*REQUIRED WORK*.
**1.** Translate this sentence from the fertility passage into Spanish: "It is a personal choice and you really have to weigh the pros and cons and decide what is best for your family."
**2.** Please copy word for word everything in the fertility passage from "It is recommended" down to "make these decisions.".

*PASSAGE PROVIDED*.
═══
Keep in mind; this is all a general rule.  Some clinics put in four, five, six and even seven embryos no matter what.  This puts a greater risk for the mother and for the babies, as the higher the multiples the higher risk the pregnancy is.  It is a personal choice and you really have to weigh the pros and cons and decide what is best for your family.

It is recommended that you take all of this into consideration and discuss it with your spouse before beginning any procedure.  It is a highly emotionally charged time and the more you discuss up front, the more answers you will have as you are faced with various questions.  Everyone’s In Vitro Fertilization procedure is different and, if you have to do more than one round, chances are each round that you do will be different, so the more you discuss ahead of time, the less pressure you will feel when the time comes to make these decisions.

How Antiphospholipid Levels (Blood Clotting) Can Affect Pregnancy

Monday, March 6th, 2006

I was unaware of the term “Antiphospholipid” until a very good friend of mine suffered three heart wrenching miscarriages and was finally diagnosed Antiphospholipid Antibody Syndrome (APS).  She and I had started a fertility support group for women about the time she received this diagnosis, which gave everyone in the group a chance to learn along with her.

Her antiphospholipid levels were elevated which showed that she was at an increased risk for blood clots.  What essentially was happening to her was that, because of the increased levels, her body was treating the baby as a blood clot and was causing her to miscarriage.  The doctors used the term “spontaneous abortion” which just added to the heart break as it somehow alluded to the fact that she caused the baby to die even though we know it is a medical term.
═══
*RECORD EXCERPTS*.
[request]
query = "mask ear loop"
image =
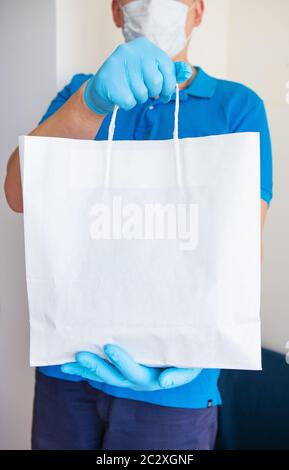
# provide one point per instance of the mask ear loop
(107, 175)
(178, 159)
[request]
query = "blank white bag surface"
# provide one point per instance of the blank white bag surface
(165, 306)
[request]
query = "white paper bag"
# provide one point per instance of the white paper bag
(152, 245)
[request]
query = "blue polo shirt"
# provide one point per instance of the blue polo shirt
(209, 106)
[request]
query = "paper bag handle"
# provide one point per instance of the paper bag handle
(178, 159)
═══
*EXERCISE RESULTS*.
**1.** Es una decisión personal y realmente hay que sopesar los pros y los contras y decidir qué es lo mejor para su familia.

**2.**
It is recommended that you take all of this into consideration and discuss it with your spouse before beginning any procedure.  It is a highly emotionally charged time and the more you discuss up front, the more answers you will have as you are faced with various questions.  Everyone’s In Vitro Fertilization procedure is different and, if you have to do more than one round, chances are each round that you do will be different, so the more you discuss ahead of time, the less pressure you will feel when the time comes to make these decisions.